▶ TEXT UNDER STUDY:
↓↓↓

The following concurrent projects are identified from a water quality
perspective:
·
Temporary Sand Depot at ~30m to the southeast of the Project
site;
·
Cement Works at
·
·
Headquarters and Bus Maintenance Depot in Chai Wan (EP-107/2001);
and
·
Open roads, e.g. Sheung On Street,
6.6 Construction Phase Impact Assessment
6.6.1
Identification of
Pollution Sources
6.6.1.1
As described in Section 3 of this
EIA report, the EMSD Hong Kong Workshop project comprises mainly the
construction of a land-based steel shed structure on a raft foundation. Upon site clearance, site formation
works will be carried out which will involve the excavation of soil for the
subsequent construction of a concrete slab and footings, erection of formwork
and cover shed, plant rooms, utilities and finally installation of building
services. As there
would be no marine construction works anticipated, potential water pollution
sources during the construction phase would originate from the land-based works
activities including excavation works for raft foundation, footings, concrete
slab, utilities work, etc. The main
water quality related issues will be to prevent erosion on-site and minimise
suspended solids (SS) being washed out into stormwater drains as construction site
runoff, as well as the need to control sewage wastewater, e.g. temporary
sewerage facilities, cementitious waters and general construction refuse.
6.6.1.2
It should be noted that the
proposed EMSD Hong Kong Workshop will not be provided with an automated
vehicles cleaning bay and the cleaning activities will be undertaken by hand.
6.6.2
Construction Site Runoff
6.6.2.1
Construction site runoff may
cause physical, biological and chemical effects. The physical effects include
potential blockage of drainage channels and increase of SS levels in the Eastern
Buffer WCZ. Local flooding may also
occur in heavy rainfall situations. The chemical and biological effects caused
by the construction runoff are highly dependent upon its SS levels and pH values. Runoff containing significant amounts of
concrete and cement-derived material may cause primary chemical effects e.g. increasing
turbidity and discoloration, elevation in pH, and accretion of solids. A number
of secondary effects may also result in toxic effects to water biota due to
elevated pH values, and reduced decay rates of faecal micro-organisms and
photosynthetic rate due to the decreased light penetration. Construction site runoff comprises:
·
Surface run-off may be contaminated and turbid water may
enter adjacent stormwater drainage system and marine area as excavated material
is delivered to ground surface;
·
Runoff and erosion from site surfaces, drainage channels,
earth working areas and stockpiles, release of concrete washing with
construction runoff and stormwater.

↑↑↑

▶ ENTRIES SUPPLIED:
↓↓↓

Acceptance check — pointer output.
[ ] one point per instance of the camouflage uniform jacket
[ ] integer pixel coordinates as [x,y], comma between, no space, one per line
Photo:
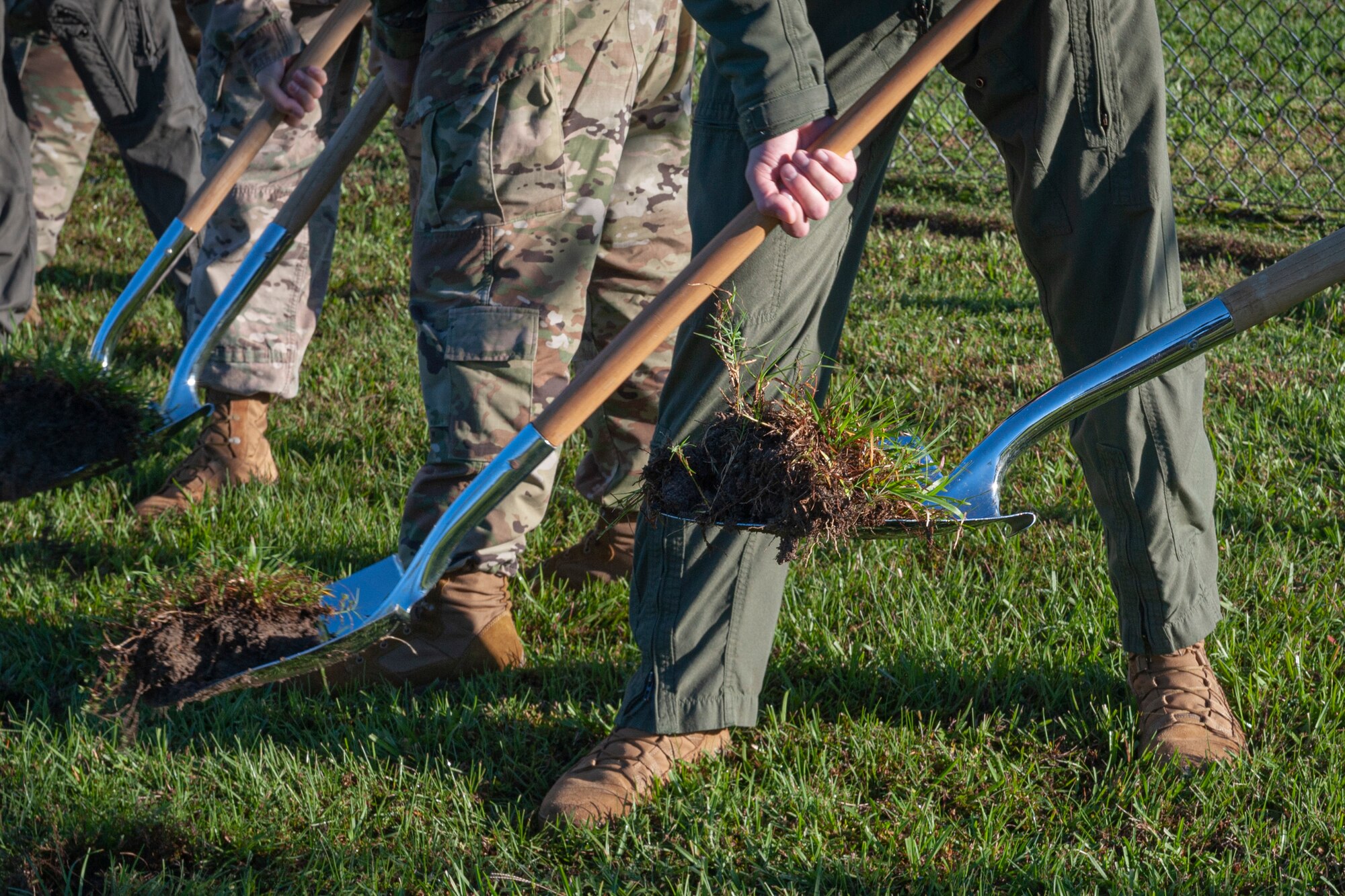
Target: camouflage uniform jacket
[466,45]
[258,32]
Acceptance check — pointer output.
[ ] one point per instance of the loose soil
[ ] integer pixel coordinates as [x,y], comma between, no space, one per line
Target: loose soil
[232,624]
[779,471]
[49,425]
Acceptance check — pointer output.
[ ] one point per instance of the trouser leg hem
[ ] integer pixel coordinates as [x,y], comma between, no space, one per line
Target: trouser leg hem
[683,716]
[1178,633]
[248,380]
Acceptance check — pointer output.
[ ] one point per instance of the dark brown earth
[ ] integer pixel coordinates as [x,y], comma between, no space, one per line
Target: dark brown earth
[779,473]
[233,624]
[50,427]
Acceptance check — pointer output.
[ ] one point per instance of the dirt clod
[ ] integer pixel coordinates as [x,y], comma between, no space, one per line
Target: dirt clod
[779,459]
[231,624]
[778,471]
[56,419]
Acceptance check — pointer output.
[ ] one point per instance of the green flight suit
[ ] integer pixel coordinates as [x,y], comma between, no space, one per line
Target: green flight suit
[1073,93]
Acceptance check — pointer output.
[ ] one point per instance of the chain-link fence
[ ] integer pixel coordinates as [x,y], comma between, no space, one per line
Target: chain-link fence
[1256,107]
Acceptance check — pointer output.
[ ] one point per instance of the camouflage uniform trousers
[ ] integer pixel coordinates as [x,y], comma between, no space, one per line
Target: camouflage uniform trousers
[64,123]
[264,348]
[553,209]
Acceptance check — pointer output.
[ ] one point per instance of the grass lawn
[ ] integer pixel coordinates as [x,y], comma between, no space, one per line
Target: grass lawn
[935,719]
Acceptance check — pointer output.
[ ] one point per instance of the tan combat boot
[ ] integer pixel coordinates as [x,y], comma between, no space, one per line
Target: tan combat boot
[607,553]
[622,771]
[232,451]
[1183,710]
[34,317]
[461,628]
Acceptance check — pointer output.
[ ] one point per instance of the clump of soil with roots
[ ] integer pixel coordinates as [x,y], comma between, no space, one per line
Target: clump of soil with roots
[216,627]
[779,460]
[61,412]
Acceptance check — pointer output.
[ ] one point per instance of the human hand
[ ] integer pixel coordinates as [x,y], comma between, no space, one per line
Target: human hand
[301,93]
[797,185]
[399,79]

↑↑↑
↓↓↓

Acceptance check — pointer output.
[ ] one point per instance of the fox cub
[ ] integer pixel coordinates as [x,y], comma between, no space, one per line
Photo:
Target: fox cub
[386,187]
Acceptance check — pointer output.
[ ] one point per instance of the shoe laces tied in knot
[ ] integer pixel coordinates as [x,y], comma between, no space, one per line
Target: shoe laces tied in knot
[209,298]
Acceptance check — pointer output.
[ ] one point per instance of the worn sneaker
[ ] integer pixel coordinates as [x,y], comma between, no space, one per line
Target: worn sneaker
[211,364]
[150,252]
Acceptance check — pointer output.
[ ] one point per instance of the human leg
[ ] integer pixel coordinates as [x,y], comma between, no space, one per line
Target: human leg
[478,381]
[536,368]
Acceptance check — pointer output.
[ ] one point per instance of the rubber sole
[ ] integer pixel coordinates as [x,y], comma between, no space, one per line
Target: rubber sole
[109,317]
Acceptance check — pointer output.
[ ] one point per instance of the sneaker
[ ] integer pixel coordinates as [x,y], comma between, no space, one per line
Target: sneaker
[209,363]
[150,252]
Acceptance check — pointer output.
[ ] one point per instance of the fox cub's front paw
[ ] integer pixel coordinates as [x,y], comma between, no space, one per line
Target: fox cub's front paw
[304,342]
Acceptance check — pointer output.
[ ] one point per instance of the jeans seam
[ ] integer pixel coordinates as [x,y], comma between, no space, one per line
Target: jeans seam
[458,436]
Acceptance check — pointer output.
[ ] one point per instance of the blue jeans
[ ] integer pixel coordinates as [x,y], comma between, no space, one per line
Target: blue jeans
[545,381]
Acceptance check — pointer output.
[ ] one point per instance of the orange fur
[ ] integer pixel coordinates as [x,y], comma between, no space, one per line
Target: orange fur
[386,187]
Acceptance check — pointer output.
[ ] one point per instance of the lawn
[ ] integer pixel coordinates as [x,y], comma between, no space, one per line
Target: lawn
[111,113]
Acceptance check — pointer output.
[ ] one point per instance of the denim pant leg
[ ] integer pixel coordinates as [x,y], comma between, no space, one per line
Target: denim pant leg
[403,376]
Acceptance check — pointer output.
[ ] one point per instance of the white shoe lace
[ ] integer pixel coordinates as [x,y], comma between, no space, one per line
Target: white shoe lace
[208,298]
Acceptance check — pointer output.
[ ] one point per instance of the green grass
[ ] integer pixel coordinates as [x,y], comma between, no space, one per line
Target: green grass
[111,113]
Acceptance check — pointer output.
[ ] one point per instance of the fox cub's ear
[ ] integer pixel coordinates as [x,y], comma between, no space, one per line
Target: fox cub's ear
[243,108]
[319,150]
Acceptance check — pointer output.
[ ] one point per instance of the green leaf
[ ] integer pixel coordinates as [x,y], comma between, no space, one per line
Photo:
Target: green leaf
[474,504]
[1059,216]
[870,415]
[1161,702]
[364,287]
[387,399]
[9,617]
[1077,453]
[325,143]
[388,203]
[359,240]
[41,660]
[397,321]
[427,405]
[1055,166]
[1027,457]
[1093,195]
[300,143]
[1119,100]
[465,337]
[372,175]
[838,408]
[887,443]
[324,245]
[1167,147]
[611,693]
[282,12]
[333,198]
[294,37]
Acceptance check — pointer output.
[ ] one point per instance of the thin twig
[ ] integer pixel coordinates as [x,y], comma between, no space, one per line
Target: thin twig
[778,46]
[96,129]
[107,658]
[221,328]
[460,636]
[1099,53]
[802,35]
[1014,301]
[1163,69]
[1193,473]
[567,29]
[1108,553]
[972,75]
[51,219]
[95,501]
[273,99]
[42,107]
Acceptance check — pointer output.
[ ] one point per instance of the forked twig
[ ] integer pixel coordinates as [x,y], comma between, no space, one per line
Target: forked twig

↑↑↑

▶ EXERCISE DETAILS: Summarize the construction-phase water quality text in two sentences.

▶ RESULT OF THE TASK: The EMSD Hong Kong Workshop project mainly involves building a land-based steel shed on a raft foundation with no marine works, so water pollution during construction would come from land-based activities such as excavation. The main concerns are preventing erosion, limiting suspended solids washed into stormwater drains, and controlling sewage, cementitious waters and construction refuse, since site runoff can block drainage channels, raise suspended solids in the Eastern Buffer WCZ, cause local flooding in heavy rain, and, when it carries concrete and cement material, raise turbidity and pH with toxic effects on water biota.